#### Provided passage:
__________________________________________________
The Letov Š-28 was a Czechoslovak single-engined, two-seat reconnaissance aircraft. It was manufactured by Letov Kbely in a number of versions with different powerplants. The most important version was the Š-328, which was produced in relatively high quantities (412 planes produced).

History 

Design work started in 1932 to meet a requirement from the Finnish Air Force although they never accepted the type.  It first flew in 1934 and began equipping the Czechoslovak Air Force the following year. The machine was made in two versions—with wheeled undercarriage for land use and with floats for water operations. Although Czechoslovakia was a land-locked nation, a floatplane target tug was necessary for a Czechoslovak anti-aircraft artillery training depot in the Bay of Kotor (now in Montenegro) and four were built as the Š-328v (v stood for vodní or water). It was used as a reconnaissance aircraft, light bomber and ground-attack aircraft for the Czechoslovakia Air Force during the mid- and late-1930s and in that same role during the early months of World War II, when the Slovak Air Force came under German control following its occupation of Czechoslovakia in March 1939. 13 planes from first production batch were tested as night fighters, armed with four 7,92 mm vz.30 machine guns in the wings and two movable vz.30s for the observer. These were later modified for normal use because without radar whose effectiveness was minimal. 
At the time of the Munich agreement, which ended the Sudeten crisis the Czechoslovak Air Force had 227 planes in operational units and 87 in training schools and mobilisation depots. 
Production continued even after German occupation of Czechoslovakia until 1940, the last planes being 30 Š-328 produced for Bulgaria, and 50 planes of that type ordered by Slovakia in July 1938. Altogether, 412 Letov Š-328 were produced.

The Letov Š-328's combat record is vague but some sources suggest that some Š-328 landplanes may have been used during the Spanish Civil War however there is no evidence to confirm this and is likely a misidentification of another type.
The Germans used captured Š-328s both as trainers and in the night attack role on the Eastern Front in the Winter of 1942–43.  The Germans handed over some of these machines to their allies, Bulgaria, and Slovakia.
__________________________________________________
#### Source material:
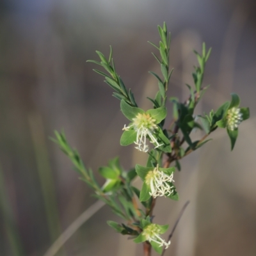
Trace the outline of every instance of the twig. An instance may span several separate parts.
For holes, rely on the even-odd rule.
[[[180,214],[179,215],[179,217],[178,217],[178,218],[177,219],[176,222],[175,222],[175,223],[174,224],[174,226],[173,226],[173,228],[172,228],[172,232],[171,232],[171,234],[170,234],[169,235],[169,236],[168,236],[168,242],[169,242],[169,241],[171,240],[171,238],[172,238],[172,236],[173,236],[173,233],[174,233],[174,231],[175,230],[176,227],[177,227],[177,226],[178,225],[178,223],[179,223],[179,221],[180,221],[181,217],[182,216],[183,213],[184,213],[184,212],[185,210],[186,210],[186,208],[187,207],[187,206],[189,204],[189,201],[187,201],[186,203],[186,204],[184,204],[184,205],[183,206],[182,209],[181,209],[180,212]],[[162,254],[161,255],[161,256],[163,256],[163,255],[164,254],[165,250],[166,250],[166,249],[164,248],[163,250]]]
[[[98,200],[87,209],[61,234],[44,256],[54,256],[77,229],[104,205],[105,203]]]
__________________________________________________
#### Task instructions:
[A] From the Letov Š-28 article, list every number that gives a count of aircraft, with what each one counts.
[B] Reproduce everything in the Letov Š-28 article from "At the time" down to "Š-328 were produced.".

#### Answers to the problems:
[A]
- 412: total Š-328 planes produced
- four: Š-328v floatplanes built as target tugs
- 13: planes from the first production batch tested as night fighters
- 227: planes in Czechoslovak Air Force operational units at the time of the Munich agreement
- 87: planes in training schools and mobilisation depots at that time
- 30: Š-328 planes produced for Bulgaria
- 50: Š-328 planes ordered by Slovakia in July 1938

[B]
At the time of the Munich agreement, which ended the Sudeten crisis the Czechoslovak Air Force had 227 planes in operational units and 87 in training schools and mobilisation depots. 
Production continued even after German occupation of Czechoslovakia until 1940, the last planes being 30 Š-328 produced for Bulgaria, and 50 planes of that type ordered by Slovakia in July 1938. Altogether, 412 Letov Š-328 were produced.